GIVEN RECORDS
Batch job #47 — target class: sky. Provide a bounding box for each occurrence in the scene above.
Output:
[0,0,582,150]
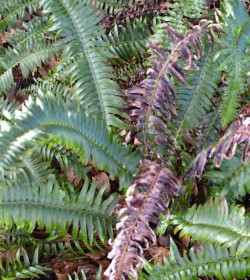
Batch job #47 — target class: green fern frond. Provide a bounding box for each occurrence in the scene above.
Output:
[0,18,60,93]
[107,18,151,65]
[0,0,40,32]
[215,0,250,127]
[0,176,118,245]
[0,247,50,280]
[0,94,141,189]
[0,98,21,123]
[150,0,207,49]
[42,0,127,128]
[175,44,220,138]
[172,199,250,256]
[203,153,250,198]
[139,239,250,280]
[68,266,102,280]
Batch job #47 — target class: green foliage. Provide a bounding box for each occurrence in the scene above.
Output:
[0,18,60,93]
[0,176,118,244]
[107,19,150,65]
[0,0,250,280]
[172,199,250,256]
[216,1,250,127]
[0,95,140,189]
[0,0,40,32]
[68,266,102,280]
[139,240,250,280]
[41,0,126,128]
[173,42,220,137]
[0,248,50,280]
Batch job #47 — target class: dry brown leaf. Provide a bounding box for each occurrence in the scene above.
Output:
[148,246,169,264]
[93,172,110,195]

TO DO
Format every line from the one containing "Batch job #47 — target class: green fern" through the end of the rows as a numbered list, with blank lines omitted.

SOLUTION TO THE PROBLEM
1. Batch job #47 — target class: green fern frond. Provide a bounding box for each occurrence in the scene above.
2. Output:
3. [0,18,60,93]
4. [107,18,151,65]
5. [0,0,40,32]
6. [215,0,250,127]
7. [0,176,118,245]
8. [0,247,50,280]
9. [0,94,141,189]
10. [0,98,21,123]
11. [150,0,207,49]
12. [42,0,127,128]
13. [175,44,220,138]
14. [172,199,250,256]
15. [203,153,250,198]
16. [139,239,250,280]
17. [68,266,102,280]
18. Batch job #47 — target class: green foliage. Provide a bounding box for each occurrence in the scene above.
19. Output:
20. [0,18,60,93]
21. [0,176,118,244]
22. [107,19,150,65]
23. [0,0,250,280]
24. [172,199,250,256]
25. [216,1,250,127]
26. [0,95,140,189]
27. [0,0,40,32]
28. [68,266,102,280]
29. [139,240,250,280]
30. [41,0,126,128]
31. [173,42,220,137]
32. [0,248,50,280]
33. Batch job #47 — target class: dry brown leaf. Provide a bounding box for each occurrence in the scene above.
34. Output:
35. [148,246,169,264]
36. [93,172,110,195]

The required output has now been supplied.